**APPLY WHAT YOU READ**
1. Please retype the passage on RSV immunity from "This review will" to "into disease pathogenesis.".
2. According to the passage on RSV immunity, how many hospitalizations worldwide were attributable to RSV in 2019?

**EXCERPTED PASSAGE**
Development of innate and adaptive immunity to RSV in young children

Respiratory syncytial virus (RSV) is a ubiquitous single-stranded RNA virus responsible for seasonal epidemics of respiratory disease [1], [2]. Globally, 3.6 million hospitalizations were attributable to RSV in 2019 with over 100,000 deaths in children younger than five years [3]. RSV infection causes a range of symptoms, from mild, cold-like symptoms to respiratory failure and death. In infants, lower respiratory tract infection can manifest with bronchiolitis, or less commonly, viral pneumonia. Bronchiolitis in particular is characterized by lower airway mucous production, recruitment of inflammatory cells and shedding of epithelial cells into the airway lumen, leading to impaired gas exchange and increased work of breathing [4], [5]. This pathology is in striking contrast to older children, who are more likely to exhibit only mild symptoms. At the other end of the age spectrum, adults over 65 years of age, are also at increased risk of severe disease, particularly RSV associated pneumonia. Comorbidities associated with cardiac or pulmonary compromise are also risk factors for severe disease [6], [7]. In otherwise healthy individuals, however, age is the strongest predictor of disease severity, with young infants and older adults most commonly affected [8], [9].

Nearly all children are infected with RSV in the first few years of life, making RSV one of the most frequent and earliest pathogens to engage the immune system [1], [10], [11], [12]. Infection in early life, however, does not result in lasting protective immunity [11]. Recurrent seasonal infections occur throughout life, despite minimal antigenic variability [11], [13], [14]. Age-associated changes in the immune system occur from infancy to adulthood and influence pathogen-specific memory responses and disease outcomes that can shape the host response to RSV. The fetal immunologic environment is more tolerogenic, which is protective for the mother and the fetus [15]. The transition from the intrauterine environment requires immunologic development and education in post-natal and early childhood when infants are vulnerable to RSV infection. Neonatal immune responses can be less responsive, more inhibitory and less proinflammatory compared to their adult counterparts [16] with non-robust T helper type 1 (Th1) responses. As a result, newborns are often more susceptible to intracellular pathogens. In addition to the morbidity associated with acute RSV infections, early life exposure to RSV has been associated with perturbations in the immune system increasing the risk of wheezing [17], [18], [19], [20], [21].

With no effective anti-viral treatments available, current efforts are aimed at infection prevention. Two vaccines platforms based on the prefusion structure of the fusion (F) protein of RSV have recently been developed for those over 60 years of age [22], [23] given this population’s risk of severe disease, which is similar to that of influenza. A maternal vaccination strategy built on the stabilized prefusion structure of the F protein was also FDA approved in 2023 for administration between 32 and 36 weeks of gestation to provide passive protection for infants via placental transfer of maternal antibodies [24]. In addition, a monoclonal antibody that binds to the prefusion structure of the F protein, nirsevimab, has also been FDA approved, which has a longer half-life than the prior licensed monoclonal antibody and has the advantage of one administration per RSV season rather than monthly doses [25]. Gaps in scientific knowledge regarding mucosal immunity and age-dependent regulation of immune responses remain and limit infection-preventing vaccine development for the youngest and most vulnerable age groups.

This review will examine the mucosal, cellular, humoral and cytokine driven sources of anti-RSV immunity in children. Given logistical and safety limitations of studying RSV in infants, much of the data from human pediatric studies is observational or derived from murine models and in vitro studies. Overall, we will review age-attributable differences in the development of immunity to RSV and how differences between infection in children and adults provide insight into disease pathogenesis.

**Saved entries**

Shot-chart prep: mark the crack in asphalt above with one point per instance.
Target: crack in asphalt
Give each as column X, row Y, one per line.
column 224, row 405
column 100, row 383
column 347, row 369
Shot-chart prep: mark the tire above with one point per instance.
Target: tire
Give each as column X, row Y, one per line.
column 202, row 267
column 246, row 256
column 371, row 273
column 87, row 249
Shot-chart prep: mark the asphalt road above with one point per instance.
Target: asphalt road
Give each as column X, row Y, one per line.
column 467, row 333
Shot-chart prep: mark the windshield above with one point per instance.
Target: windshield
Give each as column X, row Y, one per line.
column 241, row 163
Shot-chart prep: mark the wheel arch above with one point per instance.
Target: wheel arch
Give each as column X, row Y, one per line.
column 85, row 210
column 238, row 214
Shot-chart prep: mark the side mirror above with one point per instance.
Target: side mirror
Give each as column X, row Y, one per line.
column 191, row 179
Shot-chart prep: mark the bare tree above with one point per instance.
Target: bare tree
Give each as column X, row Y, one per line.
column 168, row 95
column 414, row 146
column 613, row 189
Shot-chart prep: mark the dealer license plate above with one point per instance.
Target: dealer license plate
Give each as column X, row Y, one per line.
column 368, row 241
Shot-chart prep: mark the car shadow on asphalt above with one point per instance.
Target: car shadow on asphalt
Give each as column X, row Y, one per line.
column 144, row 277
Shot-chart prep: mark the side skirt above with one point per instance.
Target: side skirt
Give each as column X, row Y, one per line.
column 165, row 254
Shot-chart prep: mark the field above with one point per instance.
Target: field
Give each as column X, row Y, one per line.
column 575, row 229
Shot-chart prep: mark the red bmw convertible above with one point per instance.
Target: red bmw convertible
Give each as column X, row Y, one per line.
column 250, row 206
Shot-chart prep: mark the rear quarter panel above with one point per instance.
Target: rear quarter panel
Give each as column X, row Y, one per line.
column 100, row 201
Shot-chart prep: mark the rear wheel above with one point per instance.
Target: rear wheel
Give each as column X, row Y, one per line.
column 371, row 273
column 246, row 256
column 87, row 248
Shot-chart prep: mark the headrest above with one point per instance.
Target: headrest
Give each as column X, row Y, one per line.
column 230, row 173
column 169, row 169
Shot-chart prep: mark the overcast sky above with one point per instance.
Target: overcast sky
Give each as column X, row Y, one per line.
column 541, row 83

**ANSWERS BY ITEM**
1.
This review will examine the mucosal, cellular, humoral and cytokine driven sources of anti-RSV immunity in children. Given logistical and safety limitations of studying RSV in infants, much of the data from human pediatric studies is observational or derived from murine models and in vitro studies. Overall, we will review age-attributable differences in the development of immunity to RSV and how differences between infection in children and adults provide insight into disease pathogenesis.

2. 3.6 million